**Excerpted data**:
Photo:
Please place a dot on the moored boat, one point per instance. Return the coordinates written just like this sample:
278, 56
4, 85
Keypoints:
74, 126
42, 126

**Exercise prompt**: Repeat the listing. Keep every character the same.

**Your response**:
Photo:
Please place a dot on the moored boat, one point per instance. Return the coordinates written just like this sample:
278, 56
4, 85
Keypoints:
74, 126
42, 126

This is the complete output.